• Excerpts from annotation records:

╔══

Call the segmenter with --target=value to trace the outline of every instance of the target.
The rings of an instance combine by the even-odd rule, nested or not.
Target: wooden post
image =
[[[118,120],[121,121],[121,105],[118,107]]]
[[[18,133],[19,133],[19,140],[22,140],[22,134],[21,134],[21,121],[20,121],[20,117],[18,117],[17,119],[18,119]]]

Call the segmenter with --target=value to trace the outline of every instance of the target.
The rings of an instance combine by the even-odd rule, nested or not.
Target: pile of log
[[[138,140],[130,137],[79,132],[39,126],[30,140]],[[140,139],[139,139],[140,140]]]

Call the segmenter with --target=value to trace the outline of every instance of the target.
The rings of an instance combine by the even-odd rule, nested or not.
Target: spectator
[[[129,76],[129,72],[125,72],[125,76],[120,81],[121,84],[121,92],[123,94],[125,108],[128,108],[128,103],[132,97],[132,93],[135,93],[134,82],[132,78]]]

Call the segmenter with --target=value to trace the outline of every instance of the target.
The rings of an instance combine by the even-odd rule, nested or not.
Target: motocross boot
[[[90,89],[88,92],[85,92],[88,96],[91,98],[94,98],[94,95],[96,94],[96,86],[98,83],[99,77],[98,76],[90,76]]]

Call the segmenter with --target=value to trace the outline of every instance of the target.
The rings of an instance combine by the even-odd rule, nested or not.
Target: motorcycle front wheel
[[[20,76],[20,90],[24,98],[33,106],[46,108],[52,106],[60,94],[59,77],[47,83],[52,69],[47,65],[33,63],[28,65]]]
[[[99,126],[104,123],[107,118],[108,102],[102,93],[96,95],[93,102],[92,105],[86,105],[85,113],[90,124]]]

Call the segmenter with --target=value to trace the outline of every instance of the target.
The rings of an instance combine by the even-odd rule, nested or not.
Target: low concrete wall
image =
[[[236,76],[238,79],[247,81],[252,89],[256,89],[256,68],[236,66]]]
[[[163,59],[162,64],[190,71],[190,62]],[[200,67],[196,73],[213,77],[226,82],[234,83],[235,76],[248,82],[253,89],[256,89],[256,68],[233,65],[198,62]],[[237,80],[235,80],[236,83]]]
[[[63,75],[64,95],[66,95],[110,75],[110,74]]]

╚══

• THE PROBLEM: Please copy out all of the material above word for word, keeping every line in its original order.

• OUTPUT OF THE TASK:
Call the segmenter with --target=value to trace the outline of every instance of the target.
The rings of an instance combine by the even-odd rule, nested or not.
Target: wooden post
image =
[[[118,120],[121,121],[121,105],[118,107]]]
[[[18,133],[19,133],[19,140],[22,140],[22,134],[21,134],[21,121],[20,121],[20,117],[18,117],[17,119],[18,119]]]

Call the segmenter with --target=value to trace the outline of every instance of the target.
The rings of an instance combine by the even-odd rule, nested or not.
Target: pile of log
[[[138,140],[130,137],[79,132],[39,126],[30,140]],[[140,139],[139,139],[140,140]]]

Call the segmenter with --target=value to trace the outline of every instance of the target.
The rings of an instance combine by the even-odd rule, nested or not.
Target: spectator
[[[129,76],[129,72],[125,72],[125,76],[120,81],[121,84],[121,92],[123,94],[125,108],[128,108],[128,103],[132,97],[132,93],[135,93],[134,82],[132,78]]]

Call the segmenter with --target=value to trace the outline of every instance of the target.
The rings of an instance combine by the even-odd rule, nested or not.
Target: motocross boot
[[[90,89],[88,92],[85,92],[88,96],[91,98],[94,98],[94,95],[96,94],[96,86],[98,83],[99,77],[98,76],[90,76]]]

Call the segmenter with --target=value to trace the outline of every instance of the target.
The rings of an instance combine by the even-odd rule, nested or not.
Target: motorcycle front wheel
[[[20,76],[20,90],[24,98],[33,106],[46,108],[52,106],[60,94],[59,77],[47,83],[52,69],[47,65],[33,63],[28,65]]]
[[[99,126],[104,123],[107,118],[108,102],[102,93],[96,95],[93,102],[92,105],[86,105],[85,113],[90,124]]]

Call the segmenter with --target=value to trace the outline of every instance of the target.
The rings of an instance combine by the even-odd rule, nested or not.
Target: low concrete wall
image =
[[[236,76],[238,79],[247,81],[252,89],[256,89],[256,68],[236,66]]]
[[[163,59],[162,64],[190,71],[190,62]],[[200,67],[196,73],[213,77],[226,82],[234,83],[235,76],[248,82],[253,89],[256,89],[256,68],[233,65],[198,62]],[[237,80],[235,80],[236,83]]]
[[[63,75],[64,95],[66,95],[110,75],[110,74]]]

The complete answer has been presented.